*What this task involves:*
Copy the records below exactly, leaving out any pictures.

*Exercise materials:*

--- START ---

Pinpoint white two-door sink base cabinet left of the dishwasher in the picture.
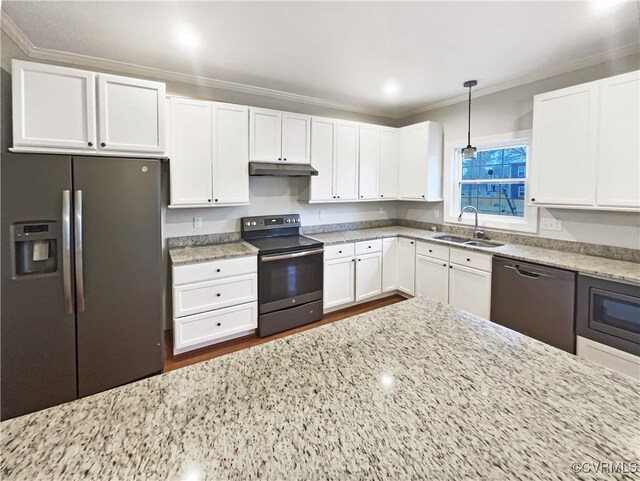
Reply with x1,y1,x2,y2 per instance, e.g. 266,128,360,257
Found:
416,242,491,319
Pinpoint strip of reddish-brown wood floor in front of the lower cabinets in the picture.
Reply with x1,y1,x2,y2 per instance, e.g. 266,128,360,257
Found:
164,294,405,372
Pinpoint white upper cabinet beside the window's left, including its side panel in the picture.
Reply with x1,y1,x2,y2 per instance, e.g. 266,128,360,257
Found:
398,122,442,201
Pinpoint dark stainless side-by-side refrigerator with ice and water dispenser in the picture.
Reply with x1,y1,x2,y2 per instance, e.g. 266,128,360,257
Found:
0,154,162,419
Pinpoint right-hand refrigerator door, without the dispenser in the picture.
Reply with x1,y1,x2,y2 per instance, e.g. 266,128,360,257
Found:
73,157,162,396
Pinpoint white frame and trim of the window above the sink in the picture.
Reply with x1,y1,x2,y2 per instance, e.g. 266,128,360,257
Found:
444,130,538,232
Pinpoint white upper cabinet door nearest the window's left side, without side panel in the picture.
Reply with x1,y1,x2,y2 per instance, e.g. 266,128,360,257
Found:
398,124,428,200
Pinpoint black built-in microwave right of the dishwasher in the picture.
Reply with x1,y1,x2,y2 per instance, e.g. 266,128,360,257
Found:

--- END ---

*Answer space:*
Pinpoint white two-door sink base cabinet left of the dishwasher in the picture.
Reply with x1,y1,x2,y2 per instance, e.g. 266,128,360,257
Found:
416,242,491,319
Pinpoint strip of reddish-brown wood floor in front of the lower cabinets in the picture.
Reply with x1,y1,x2,y2 per instance, e.g. 266,128,360,257
Found:
164,294,405,372
Pinpoint white upper cabinet beside the window's left, including its side panel in the picture.
Reply with x1,y1,x2,y2 per instance, e.g. 266,128,360,257
Found:
398,122,442,201
Pinpoint dark stainless side-by-side refrigerator with ice and water dispenser in the picture.
Reply with x1,y1,x2,y2 per instance, e.g. 266,128,360,257
Found:
0,154,162,419
Pinpoint right-hand refrigerator door, without the dispenser in the picture.
Reply with x1,y1,x2,y2 per instance, e.g. 266,128,360,257
Found:
73,157,162,396
Pinpoint white frame and trim of the window above the sink in the picture.
Reply with x1,y1,x2,y2 per instance, e.g. 266,128,360,257
Found:
444,130,538,232
Pinpoint white upper cabinet door nearest the window's left side, without side panel in the picture.
Reply with x1,y1,x2,y2 per instance, e.g. 266,128,360,257
Found:
398,124,428,200
Pinpoint black built-in microwave right of the dishwasher in the picture.
Reply with x1,y1,x2,y2 per instance, e.g. 266,128,360,257
Found:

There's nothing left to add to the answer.